*Kutipan Halaman*:
=-=-=-=-=
Update Status ala Presiden
Dunia Politik di Indonesia sangat disayangkan telah terkontaminasi oleh kepentingan sempit dan sesaat para pelaku politik alias para politisi.
Nilai luhur berjuang dalam Partai Politik akhirnya kandas dan hilangnya makna ideal dari sebuah perjuangan untuk rakyat, menjadi perjuangan kepentingan pribadi dan sekelompok elite partai berorintasi Hedoisme nyaris Narsisme mengangkat rating.
Kita tidak bisa pungkiri beberapa waktu ini kita telah mendengar dan menyoroti kasus-kasus seperti ketua partai korupsi,kasus suap menyuap, perseteruan elite partai,kepala daerah yang diberhentikan akibat menikahi gadis secara siri dan menceraikannya 4 hari kemudian, indikasi pemakaian narkoba pada calon legislatif sampai kecaman dalam internal partai yang saling mau "Buka-Buka"an.
=-=-=-=-=
*Ketentuan Tugas*:
1. Tentukan apakah setiap pernyataan berikut sesuai dengan kutipan tentang dunia politik Indonesia, dengan jawaban ya atau tidak disertai kutipan kata-kata penentunya dari teks. (a) Teks menyebut seorang kepala daerah diberhentikan karena menikah siri lalu bercerai beberapa hari kemudian. (b) Teks menyatakan bahwa perjuangan dalam partai politik tetap mempertahankan makna idealnya bagi rakyat. (c) Teks menyebut adanya indikasi pemakaian narkoba pada calon legislatif.
2. Lanjutkan kutipan tentang dunia politik Indonesia mulai setelah kalimat terakhirnya.

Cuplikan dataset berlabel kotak
=-=-=-=-=
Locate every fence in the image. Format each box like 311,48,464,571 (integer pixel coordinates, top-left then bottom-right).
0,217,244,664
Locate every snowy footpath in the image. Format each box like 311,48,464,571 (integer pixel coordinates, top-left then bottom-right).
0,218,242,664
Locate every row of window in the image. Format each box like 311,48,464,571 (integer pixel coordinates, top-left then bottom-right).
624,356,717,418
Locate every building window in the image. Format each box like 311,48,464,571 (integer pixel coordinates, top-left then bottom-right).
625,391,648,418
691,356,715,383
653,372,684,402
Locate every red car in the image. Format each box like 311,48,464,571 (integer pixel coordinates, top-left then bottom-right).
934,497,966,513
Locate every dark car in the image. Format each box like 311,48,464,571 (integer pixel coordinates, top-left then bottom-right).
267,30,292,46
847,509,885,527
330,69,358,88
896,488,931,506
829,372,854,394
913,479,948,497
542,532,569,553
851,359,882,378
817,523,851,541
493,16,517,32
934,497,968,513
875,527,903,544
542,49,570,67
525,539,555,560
=-=-=-=-=
*Hasil Tugas*:
1.
(a) Ya: "kepala daerah yang diberhentikan akibat menikahi gadis secara siri dan menceraikannya 4 hari kemudian"
(b) Tidak: "hilangnya makna ideal dari sebuah perjuangan untuk rakyat, menjadi perjuangan kepentingan pribadi dan sekelompok elite partai"
(c) Ya: "indikasi pemakaian narkoba pada calon legislatif"

2.
Dan babak seru dalam drama politik ini adalah " Update Status" ala Facebooker oleh Presiden yang seolah-olah mengesankan tanggapan " Partai politik menyita perhatian ku", Jangan-jangan Presiden sudah mengganggap Partai binaannya adalah properti pribadi yang perlu diperhatikan sehingga harus dilakukan penyelesaian ditempat.
Tindakan bijaksana seharusnya dilakukan Parpol dengan menyelesaikan kepentingan partai sesuai ranah kebijaksanaan internal Parpol. Sebaiknya Parpol mampu menyelesaikan permasalahan internalnya tanpa harus merepotkan presiden. Mencegah konflik sudah menjadi kesepakatan diawal sehingga ketika konflik terjadi sudah ada prosedural yang bisa dilakukan sebagai alternatif mengambil keputusan.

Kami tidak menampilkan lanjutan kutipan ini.